→ **WHAT YOU SHOULD DO**: May I have the lines from the one containing "of the rainbow" to the end of the entries, returned exactly and with nothing else?

→ **DATA EXTRACT**:
#####
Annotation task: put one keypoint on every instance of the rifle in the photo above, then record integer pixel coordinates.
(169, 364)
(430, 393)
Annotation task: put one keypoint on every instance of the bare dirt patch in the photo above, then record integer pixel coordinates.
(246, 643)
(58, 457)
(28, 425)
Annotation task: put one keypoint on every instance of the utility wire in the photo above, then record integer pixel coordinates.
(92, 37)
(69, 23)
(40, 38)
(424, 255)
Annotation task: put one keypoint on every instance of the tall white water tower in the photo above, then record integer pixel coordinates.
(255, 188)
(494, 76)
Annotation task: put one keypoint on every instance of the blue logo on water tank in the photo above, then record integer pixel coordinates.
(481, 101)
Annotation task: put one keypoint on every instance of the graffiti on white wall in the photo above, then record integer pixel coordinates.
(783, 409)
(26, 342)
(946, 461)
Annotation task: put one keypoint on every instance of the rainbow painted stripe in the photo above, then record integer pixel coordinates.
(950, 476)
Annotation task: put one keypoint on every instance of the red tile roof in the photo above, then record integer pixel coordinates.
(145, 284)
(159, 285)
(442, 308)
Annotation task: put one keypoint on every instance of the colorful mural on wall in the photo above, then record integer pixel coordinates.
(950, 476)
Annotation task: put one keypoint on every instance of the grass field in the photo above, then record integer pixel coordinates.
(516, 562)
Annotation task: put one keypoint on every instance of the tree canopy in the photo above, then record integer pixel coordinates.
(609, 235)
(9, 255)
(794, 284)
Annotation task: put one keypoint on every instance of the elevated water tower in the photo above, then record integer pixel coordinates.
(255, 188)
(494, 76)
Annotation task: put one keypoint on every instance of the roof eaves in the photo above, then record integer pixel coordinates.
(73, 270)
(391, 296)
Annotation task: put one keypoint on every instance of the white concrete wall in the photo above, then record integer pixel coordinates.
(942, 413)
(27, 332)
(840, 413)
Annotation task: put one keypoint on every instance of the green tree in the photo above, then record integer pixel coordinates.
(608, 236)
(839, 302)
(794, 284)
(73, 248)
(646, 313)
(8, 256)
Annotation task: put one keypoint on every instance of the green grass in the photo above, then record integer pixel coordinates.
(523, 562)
#####
→ **WRITTEN SOLUTION**:
Annotation task: put one keypoint on every instance of the rainbow painted stripe in the photo above, then record integer pixel coordinates.
(950, 476)
Annotation task: put one keypoint on every instance of the red tile roof in the photo above, then record integer pixel coordinates.
(145, 284)
(159, 285)
(442, 308)
Annotation task: put one keypoint on every instance of the colorful mural on wall in the photo above, then record integer pixel coordinates.
(950, 476)
Annotation task: put one keypoint on every instance of the grass field in the photo above, then record integer pixel coordinates.
(516, 562)
Annotation task: put one keypoint on every instance of the tree canopy in the photo above, then record integer pixel coordinates.
(609, 235)
(9, 255)
(794, 284)
Annotation task: put one keypoint on every instance of the elevated water tower in the photo above, then record integer pixel coordinates.
(255, 188)
(494, 76)
Annotation task: put one keypoint on every instance of the roof eaves in the photo above, then record integer pixel coordinates.
(73, 270)
(391, 296)
Annotation task: put one keypoint on every instance of the white concrete wall in the photo above, then record integer pixel coordinates.
(942, 413)
(27, 332)
(840, 413)
Annotation task: put one keypoint on every instance of the green tree in the photo above, then record integer pixel coordinates.
(608, 236)
(839, 302)
(794, 284)
(73, 248)
(646, 313)
(8, 256)
Annotation task: put one keypoint on every instance of the green grass in the photo above, then record integer pixel coordinates.
(523, 562)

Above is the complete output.